» Description of the task
Output each entry below as it stands, leaving out every picture.

==== Materials provided

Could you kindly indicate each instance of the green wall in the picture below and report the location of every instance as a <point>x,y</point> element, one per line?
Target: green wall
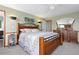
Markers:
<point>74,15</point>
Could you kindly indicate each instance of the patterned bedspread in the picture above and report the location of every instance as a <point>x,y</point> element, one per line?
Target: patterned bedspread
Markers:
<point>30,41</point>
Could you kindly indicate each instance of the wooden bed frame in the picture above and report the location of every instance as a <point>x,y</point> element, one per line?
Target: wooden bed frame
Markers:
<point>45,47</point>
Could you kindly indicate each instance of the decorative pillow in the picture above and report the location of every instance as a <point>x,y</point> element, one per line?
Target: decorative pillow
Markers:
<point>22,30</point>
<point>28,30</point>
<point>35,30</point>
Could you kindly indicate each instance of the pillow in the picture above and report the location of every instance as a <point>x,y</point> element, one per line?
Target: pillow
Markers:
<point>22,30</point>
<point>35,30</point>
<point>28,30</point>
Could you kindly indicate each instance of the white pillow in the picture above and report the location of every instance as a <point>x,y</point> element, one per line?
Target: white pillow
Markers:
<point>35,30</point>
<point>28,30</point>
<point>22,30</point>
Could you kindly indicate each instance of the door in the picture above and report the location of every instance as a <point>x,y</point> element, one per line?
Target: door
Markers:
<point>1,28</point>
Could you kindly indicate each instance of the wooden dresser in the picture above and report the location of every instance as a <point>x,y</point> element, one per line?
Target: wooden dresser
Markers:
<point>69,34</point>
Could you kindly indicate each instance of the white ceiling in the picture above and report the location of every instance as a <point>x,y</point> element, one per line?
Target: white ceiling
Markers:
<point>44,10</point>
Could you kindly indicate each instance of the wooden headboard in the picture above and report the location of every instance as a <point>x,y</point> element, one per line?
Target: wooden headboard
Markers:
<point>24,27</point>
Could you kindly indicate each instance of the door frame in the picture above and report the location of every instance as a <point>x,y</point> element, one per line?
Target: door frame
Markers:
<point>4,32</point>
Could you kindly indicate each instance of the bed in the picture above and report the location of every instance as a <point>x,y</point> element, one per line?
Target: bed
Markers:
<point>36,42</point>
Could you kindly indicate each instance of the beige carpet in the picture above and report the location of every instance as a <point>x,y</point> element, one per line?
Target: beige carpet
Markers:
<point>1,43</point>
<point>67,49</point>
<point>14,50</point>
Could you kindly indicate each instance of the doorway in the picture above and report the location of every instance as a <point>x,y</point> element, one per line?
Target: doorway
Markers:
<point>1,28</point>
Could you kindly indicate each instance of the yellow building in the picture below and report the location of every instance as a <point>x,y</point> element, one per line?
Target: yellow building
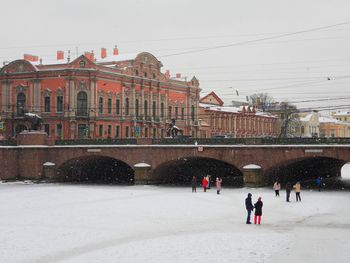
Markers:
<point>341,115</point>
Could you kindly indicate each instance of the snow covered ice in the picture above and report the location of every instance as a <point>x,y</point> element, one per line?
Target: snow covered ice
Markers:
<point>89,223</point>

========

» Answer to this task
Could you kindly indicate each instance of the green wall in the picture below and report the location of every instance as a <point>x,y</point> element, one per line?
Target: green wall
Markers:
<point>74,15</point>
Could you kindly indicate each instance of the patterned bedspread in the picture above and report the location of every instance as a <point>x,y</point> element, one per line?
Target: patterned bedspread
Markers:
<point>30,41</point>
Could you kindly indicate each instance of the wooden bed frame in the picture above and report the location of every instance as a <point>x,y</point> element, one per line?
Target: wooden bed frame
Markers:
<point>45,47</point>
Could you kindly indicate each instance of the decorative pillow in the picture above and report the location of every instance as a <point>x,y</point> element, one per line?
Target: decorative pillow
Markers:
<point>22,30</point>
<point>28,30</point>
<point>35,30</point>
Could you kindly indicate each instance of the pillow in the picture above and report the location of every instance as a <point>x,y</point> element, one per line?
Target: pillow
Markers:
<point>22,30</point>
<point>35,30</point>
<point>28,30</point>
Could you kindly indicate each instance of the white pillow in the picture above and report the location of every instance as a <point>x,y</point> element, one per line?
Target: white pillow
Markers:
<point>35,30</point>
<point>28,30</point>
<point>22,30</point>
Could you kindly indicate each instance of the door in the picture above and report the location of every instance as a <point>x,y</point> element, one per line?
Target: door
Markers:
<point>1,28</point>
Could you kindly indicate each instance of the wooden dresser in the picture above and report the location of every instance as a <point>x,y</point> element, one per line?
Target: wooden dresser
Markers:
<point>69,34</point>
Could you kindly indicate each instance of the white ceiling in the picture above and report the location of every instance as a <point>x,y</point> element, one per line?
Target: white ceiling
Markers:
<point>44,10</point>
Could you kindly indicate each instance of the wooden headboard in the picture above and report the location of every instance as a <point>x,y</point> element, one per line?
Target: wooden headboard
Markers:
<point>24,27</point>
Could you kindly indicate each instance of the door frame in the picture above and report the location of every instance as a <point>x,y</point> element, one per line?
Target: door frame
Markers:
<point>4,32</point>
Could you kindly indicate each instance of the bed in the picture above and report the location of every instance as a <point>x,y</point> element, one per line?
Target: bed
Markers:
<point>36,42</point>
Could you kindly indicate each instance of the beige carpet in the picture above and report the location of every instance as a <point>x,y</point> element, one per line?
Target: beige carpet
Markers:
<point>1,43</point>
<point>67,49</point>
<point>14,50</point>
Could you kindly indicate each instance of the doorway in the picture above and report the location of every instance as a <point>x,y</point> element, one per line?
Target: doorway
Markers:
<point>1,28</point>
Could you kindly indicate each instance of the yellow building in the picture below and report the location of every instance as a <point>x,y</point> element, one per line?
Target: yellow building
Markers:
<point>341,115</point>
Could you kindly indicate each instance of the snow covered ice in the picture above and report the location of every instance as a <point>x,y</point> element, one per line?
Target: snow covered ice
Markers:
<point>89,223</point>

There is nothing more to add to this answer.